## Exercise instructions
Repeat the data verbatim.

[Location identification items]
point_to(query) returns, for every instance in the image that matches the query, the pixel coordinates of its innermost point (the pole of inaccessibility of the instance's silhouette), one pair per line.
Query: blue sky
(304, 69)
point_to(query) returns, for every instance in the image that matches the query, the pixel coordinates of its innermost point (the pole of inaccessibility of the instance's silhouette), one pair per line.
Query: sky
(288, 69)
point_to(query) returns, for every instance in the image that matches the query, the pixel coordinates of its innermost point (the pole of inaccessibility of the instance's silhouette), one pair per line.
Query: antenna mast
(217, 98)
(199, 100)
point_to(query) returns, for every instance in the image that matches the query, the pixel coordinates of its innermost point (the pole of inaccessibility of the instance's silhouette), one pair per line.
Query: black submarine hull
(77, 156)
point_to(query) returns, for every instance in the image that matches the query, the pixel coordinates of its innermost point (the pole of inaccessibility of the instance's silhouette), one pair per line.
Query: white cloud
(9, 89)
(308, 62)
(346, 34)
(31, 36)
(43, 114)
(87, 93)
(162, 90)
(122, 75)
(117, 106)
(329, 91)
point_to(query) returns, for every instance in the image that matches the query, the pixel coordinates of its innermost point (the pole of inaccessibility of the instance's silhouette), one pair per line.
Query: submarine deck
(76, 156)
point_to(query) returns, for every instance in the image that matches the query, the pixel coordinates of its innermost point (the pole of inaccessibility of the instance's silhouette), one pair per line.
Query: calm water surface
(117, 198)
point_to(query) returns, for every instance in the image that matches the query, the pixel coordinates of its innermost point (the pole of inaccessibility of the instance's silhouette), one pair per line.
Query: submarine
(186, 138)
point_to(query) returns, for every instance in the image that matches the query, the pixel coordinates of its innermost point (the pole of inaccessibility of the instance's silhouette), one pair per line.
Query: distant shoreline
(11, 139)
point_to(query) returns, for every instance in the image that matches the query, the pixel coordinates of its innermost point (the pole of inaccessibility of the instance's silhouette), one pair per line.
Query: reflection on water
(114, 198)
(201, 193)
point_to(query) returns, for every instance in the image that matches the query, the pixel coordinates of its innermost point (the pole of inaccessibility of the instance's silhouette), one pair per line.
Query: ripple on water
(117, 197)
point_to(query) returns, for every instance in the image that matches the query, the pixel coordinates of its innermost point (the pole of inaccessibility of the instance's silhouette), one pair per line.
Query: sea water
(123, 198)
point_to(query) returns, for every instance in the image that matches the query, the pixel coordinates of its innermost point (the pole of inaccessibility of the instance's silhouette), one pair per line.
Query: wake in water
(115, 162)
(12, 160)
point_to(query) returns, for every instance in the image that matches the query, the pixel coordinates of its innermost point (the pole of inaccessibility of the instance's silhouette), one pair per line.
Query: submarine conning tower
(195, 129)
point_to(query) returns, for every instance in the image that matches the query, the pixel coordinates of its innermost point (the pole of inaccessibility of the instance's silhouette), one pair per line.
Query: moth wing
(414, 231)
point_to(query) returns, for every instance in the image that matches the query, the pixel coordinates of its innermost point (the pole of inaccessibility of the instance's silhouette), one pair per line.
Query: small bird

## Exercise answer
point_to(query) returns, for every instance in the image that matches the query, the pixel coordinates of its innermost point (the pole of inaccessibility of the instance's silhouette), one pair per line.
Query: blue sky
(304, 69)
point_to(query) returns, for every instance in the image that matches the query, the pixel coordinates of its innermost point (the pole of inaccessibility of the instance's silhouette), one pair per line.
Query: sky
(288, 69)
point_to(query) returns, for every instance in the image that matches the query, the pixel coordinates of its innermost point (the pole of inaccessibility of the instance's silhouette), one pair per line.
Query: antenna mast
(217, 98)
(199, 100)
point_to(query) returns, for every instance in the image that matches the query, the pixel coordinates of its innermost point (the pole of inaccessibility of the instance's silhouette), one pair per line.
Query: black submarine hull
(77, 156)
point_to(query) returns, for every instance in the image that matches the query, the pixel coordinates of its innermost point (the pole of inaccessibility of the instance's silhouette), one pair per line.
Query: white cloud
(9, 89)
(308, 62)
(346, 34)
(31, 36)
(43, 114)
(87, 93)
(162, 90)
(122, 75)
(117, 106)
(329, 91)
point_to(query) returns, for every instance in the image that matches the query, the pixel coordinates of its innermost point (the pole of inaccessibility of the instance's silhouette), one pair per line.
Query: submarine deck
(76, 156)
point_to(query) returns, for every instance in the image that matches the query, the pixel coordinates of its innermost point (the pole of inaccessibility of the instance's silhouette), one pair per line.
Query: calm water surface
(117, 198)
point_to(query) returns, for every instance in the image that matches the query, the pixel coordinates of its innermost point (the pole of inaccessibility of the instance's silhouette), one pair per line.
Query: submarine
(186, 138)
point_to(query) returns, for every instance in the image that matches the query, the pixel coordinates of its innermost point (the pole of inaccessibility of the instance's silhouette), one pair per line.
Query: distant shoreline
(11, 139)
point_to(query) returns, for every instance in the image that matches the query, the pixel coordinates of its innermost point (the pole of inaccessibility of the instance's silhouette), one pair per line.
Query: reflection on water
(114, 198)
(201, 193)
point_to(query) returns, for every instance in the image that matches the query, the pixel coordinates of its innermost point (the pole of inaccessibility of the instance's silhouette), one pair per line.
Query: ripple on water
(117, 197)
point_to(query) returns, for every instance in the image that matches the query, the pixel coordinates of its innermost point (the pole of inaccessibility of the instance's silhouette), one pair per line.
Query: sea water
(123, 198)
point_to(query) returns, for every instance in the image that matches the query, the pixel coordinates of its innermost point (the pole of inaccessibility of the instance's silhouette), one pair per line.
Query: wake in water
(115, 162)
(12, 160)
point_to(query) returns, for every instance in the image that matches the query, the pixel coordinates of its innermost point (the pole of inaccessibility of the instance's silhouette), one pair per line.
Query: submarine conning tower
(195, 129)
point_to(query) returns, for every instance in the image that matches the query, the pixel coordinates of its innermost point (the pole of inaccessibility of the instance's silhouette), one pair per line.
Query: moth wing
(414, 231)
point_to(query) returns, for every instance in the image that matches the query, the pixel coordinates of its innermost point (the pole of inaccessibility of the instance's silhouette), one pair per line.
Query: small bird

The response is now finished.